(Task directions): Reproduce the data word for word from its first line through the line containing "box: [477, 287, 553, 333]", inclusive, and nothing beyond that line.
BEGIN
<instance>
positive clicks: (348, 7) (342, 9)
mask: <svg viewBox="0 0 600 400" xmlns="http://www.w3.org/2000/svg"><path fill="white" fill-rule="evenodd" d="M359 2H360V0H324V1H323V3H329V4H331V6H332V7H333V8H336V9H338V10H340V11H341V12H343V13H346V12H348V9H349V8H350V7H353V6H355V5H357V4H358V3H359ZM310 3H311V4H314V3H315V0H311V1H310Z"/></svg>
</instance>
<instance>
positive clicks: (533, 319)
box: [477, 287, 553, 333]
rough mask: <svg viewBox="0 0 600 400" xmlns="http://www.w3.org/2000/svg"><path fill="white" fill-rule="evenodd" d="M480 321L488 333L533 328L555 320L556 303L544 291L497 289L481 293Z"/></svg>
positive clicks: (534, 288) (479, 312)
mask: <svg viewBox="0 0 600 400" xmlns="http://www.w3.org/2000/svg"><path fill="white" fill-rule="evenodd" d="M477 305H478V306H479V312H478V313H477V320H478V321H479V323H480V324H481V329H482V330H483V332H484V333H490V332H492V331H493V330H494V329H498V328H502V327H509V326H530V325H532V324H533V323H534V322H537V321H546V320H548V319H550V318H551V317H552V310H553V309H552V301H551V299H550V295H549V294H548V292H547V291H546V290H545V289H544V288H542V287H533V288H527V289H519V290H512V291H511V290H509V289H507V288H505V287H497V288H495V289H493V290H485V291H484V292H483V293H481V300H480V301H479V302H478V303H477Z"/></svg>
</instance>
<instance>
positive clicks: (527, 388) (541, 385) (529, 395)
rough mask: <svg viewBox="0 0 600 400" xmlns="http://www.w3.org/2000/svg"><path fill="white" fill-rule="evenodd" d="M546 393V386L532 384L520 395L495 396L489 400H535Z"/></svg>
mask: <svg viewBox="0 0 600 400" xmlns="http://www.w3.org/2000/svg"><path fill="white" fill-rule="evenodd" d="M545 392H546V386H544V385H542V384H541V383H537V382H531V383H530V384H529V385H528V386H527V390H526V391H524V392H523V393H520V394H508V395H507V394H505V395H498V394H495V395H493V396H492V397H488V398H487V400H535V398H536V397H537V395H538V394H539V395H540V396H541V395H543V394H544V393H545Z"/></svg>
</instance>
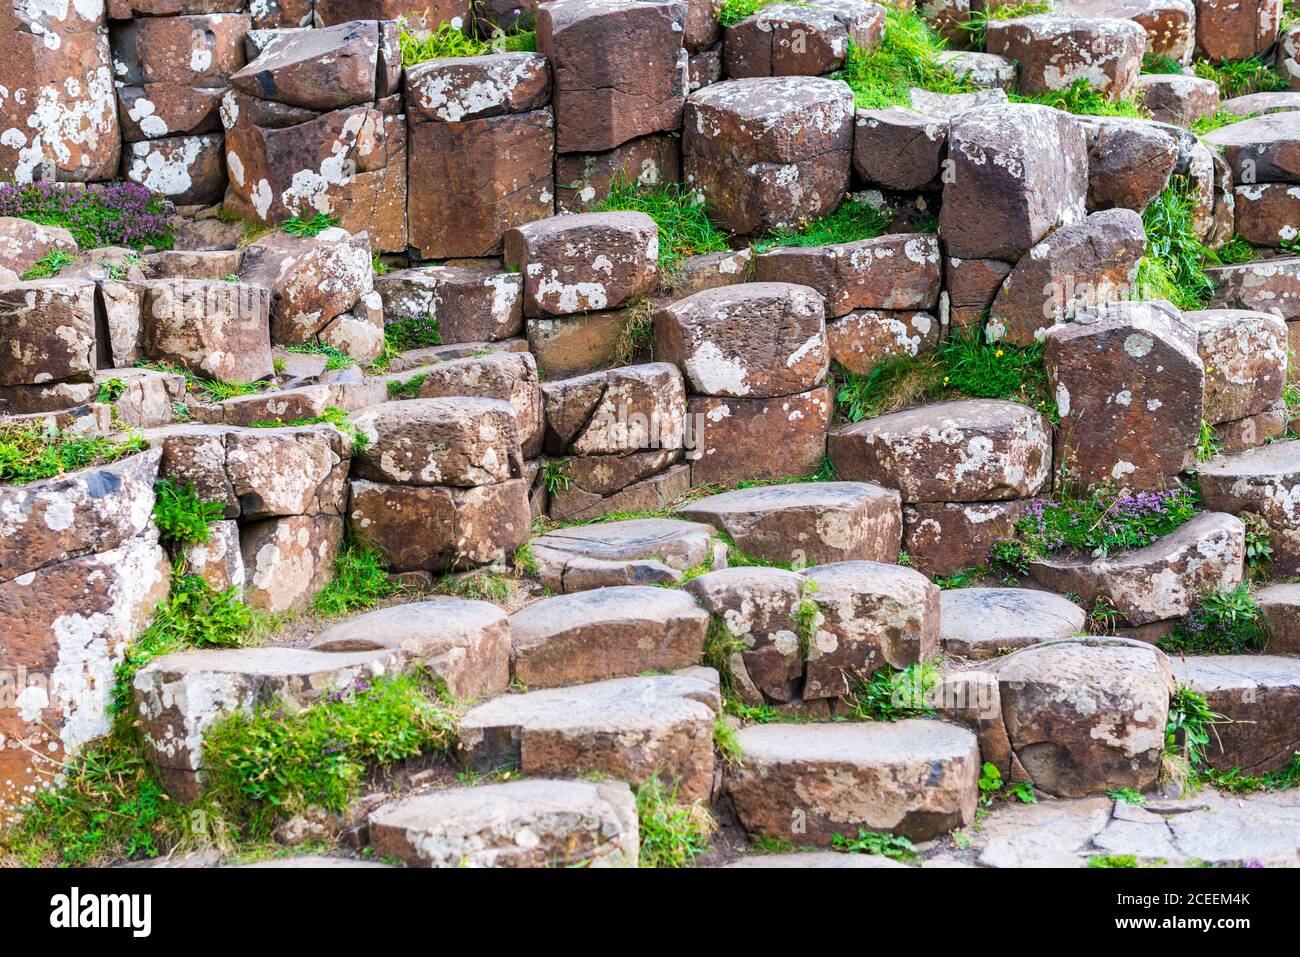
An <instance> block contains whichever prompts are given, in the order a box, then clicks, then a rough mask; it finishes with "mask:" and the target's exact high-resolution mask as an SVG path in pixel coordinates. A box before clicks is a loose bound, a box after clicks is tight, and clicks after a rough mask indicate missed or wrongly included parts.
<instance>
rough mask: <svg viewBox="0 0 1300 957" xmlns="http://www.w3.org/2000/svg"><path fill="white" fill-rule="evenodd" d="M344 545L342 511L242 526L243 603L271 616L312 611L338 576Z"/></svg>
mask: <svg viewBox="0 0 1300 957" xmlns="http://www.w3.org/2000/svg"><path fill="white" fill-rule="evenodd" d="M342 544H343V519H342V518H341V516H338V515H326V514H324V512H322V514H318V515H289V516H283V518H276V519H260V520H257V521H252V523H248V524H246V525H242V527H240V529H239V546H240V550H242V551H243V559H244V602H246V603H248V605H250V606H252V607H255V609H261V610H263V611H269V612H272V614H279V612H282V611H302V610H303V609H307V607H308V606H311V603H312V598H315V597H316V593H317V592H320V590H321V589H322V588H325V585H326V584H329V581H330V579H333V577H334V559H335V558H338V550H339V547H341V546H342Z"/></svg>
END
(Output for this task):
<instance>
positive clicks: (348, 7) (342, 9)
mask: <svg viewBox="0 0 600 400" xmlns="http://www.w3.org/2000/svg"><path fill="white" fill-rule="evenodd" d="M359 2H360V0H324V1H323V3H329V4H331V6H332V7H333V8H336V9H338V10H340V11H341V12H343V13H346V12H348V9H349V8H350V7H353V6H355V5H357V4H358V3H359ZM310 3H311V4H314V3H315V0H311V1H310Z"/></svg>
</instance>
<instance>
positive clicks: (533, 319)
box: [477, 287, 553, 333]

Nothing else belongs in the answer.